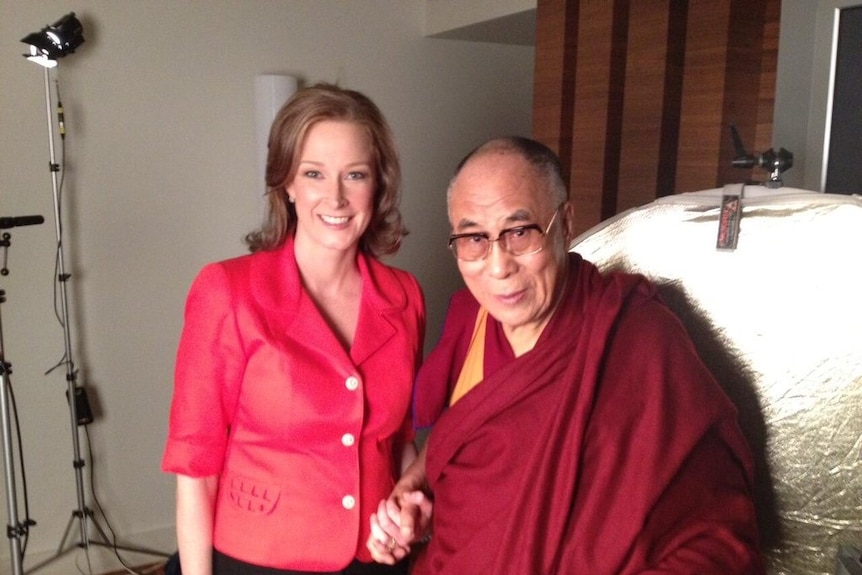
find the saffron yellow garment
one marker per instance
(473, 370)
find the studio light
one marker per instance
(55, 41)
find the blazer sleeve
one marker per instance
(209, 365)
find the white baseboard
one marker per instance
(99, 558)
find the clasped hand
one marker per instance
(401, 520)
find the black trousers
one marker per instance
(225, 565)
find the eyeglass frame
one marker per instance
(504, 233)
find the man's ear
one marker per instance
(567, 212)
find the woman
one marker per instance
(290, 419)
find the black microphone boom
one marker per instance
(18, 221)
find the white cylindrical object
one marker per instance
(271, 91)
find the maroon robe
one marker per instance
(607, 449)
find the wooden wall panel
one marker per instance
(643, 107)
(554, 77)
(637, 97)
(702, 112)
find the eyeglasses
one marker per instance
(519, 241)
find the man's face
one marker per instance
(496, 191)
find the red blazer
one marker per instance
(301, 433)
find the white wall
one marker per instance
(802, 89)
(160, 178)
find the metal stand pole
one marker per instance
(82, 514)
(14, 530)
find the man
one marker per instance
(575, 430)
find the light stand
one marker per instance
(53, 42)
(14, 529)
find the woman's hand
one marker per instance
(402, 519)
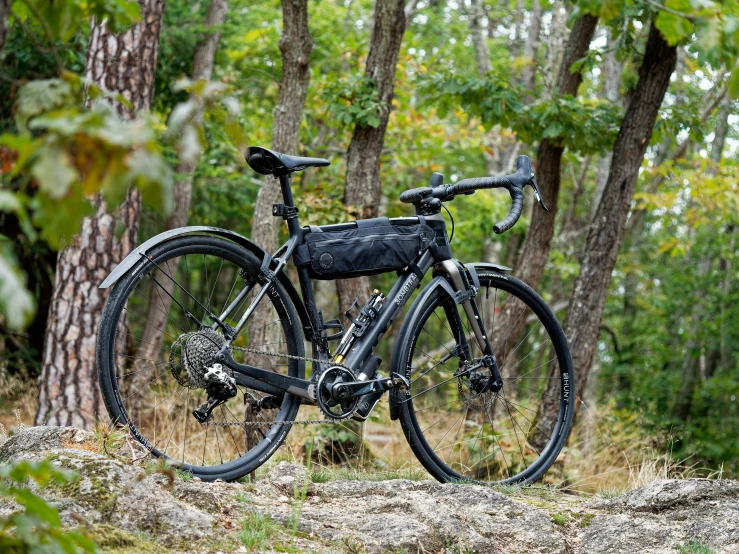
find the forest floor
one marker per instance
(149, 507)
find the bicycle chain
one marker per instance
(299, 422)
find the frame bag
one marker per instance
(369, 247)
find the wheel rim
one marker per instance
(158, 410)
(479, 435)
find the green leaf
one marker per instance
(734, 83)
(16, 302)
(673, 27)
(54, 172)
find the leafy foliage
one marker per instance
(37, 527)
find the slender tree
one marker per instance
(68, 392)
(604, 239)
(296, 44)
(202, 70)
(362, 192)
(538, 242)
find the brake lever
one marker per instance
(537, 192)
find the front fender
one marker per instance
(440, 281)
(130, 261)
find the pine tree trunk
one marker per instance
(538, 240)
(202, 69)
(68, 392)
(362, 192)
(604, 239)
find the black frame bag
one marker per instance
(361, 248)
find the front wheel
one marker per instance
(460, 429)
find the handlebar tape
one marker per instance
(476, 183)
(515, 213)
(412, 196)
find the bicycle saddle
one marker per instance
(269, 162)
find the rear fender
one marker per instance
(130, 262)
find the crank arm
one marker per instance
(352, 389)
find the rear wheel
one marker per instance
(461, 430)
(152, 356)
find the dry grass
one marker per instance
(607, 454)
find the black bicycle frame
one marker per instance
(276, 384)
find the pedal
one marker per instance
(334, 324)
(366, 404)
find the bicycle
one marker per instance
(179, 331)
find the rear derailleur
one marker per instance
(221, 387)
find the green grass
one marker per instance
(585, 521)
(695, 547)
(560, 518)
(607, 494)
(184, 475)
(325, 474)
(257, 531)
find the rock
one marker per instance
(127, 510)
(291, 480)
(32, 440)
(663, 515)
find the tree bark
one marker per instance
(296, 44)
(612, 91)
(482, 53)
(68, 392)
(531, 46)
(604, 239)
(537, 244)
(362, 190)
(202, 70)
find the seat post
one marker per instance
(287, 197)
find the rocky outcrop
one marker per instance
(140, 509)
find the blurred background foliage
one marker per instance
(680, 253)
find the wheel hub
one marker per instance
(198, 353)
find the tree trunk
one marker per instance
(604, 239)
(482, 53)
(612, 91)
(68, 393)
(202, 70)
(296, 45)
(548, 169)
(362, 192)
(531, 47)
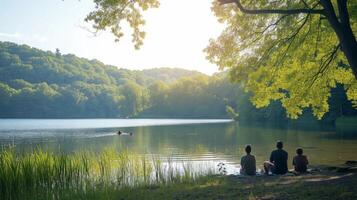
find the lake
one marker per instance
(195, 141)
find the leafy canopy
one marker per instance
(295, 59)
(110, 14)
(292, 58)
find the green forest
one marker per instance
(45, 84)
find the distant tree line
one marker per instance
(39, 84)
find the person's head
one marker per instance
(279, 144)
(299, 151)
(248, 149)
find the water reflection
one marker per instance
(214, 143)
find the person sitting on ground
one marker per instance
(300, 161)
(248, 163)
(278, 163)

Instructions for the task: Find "fender" in the preceding records. Copy each line that holds it.

Written answer:
find the front fender
find the rear fender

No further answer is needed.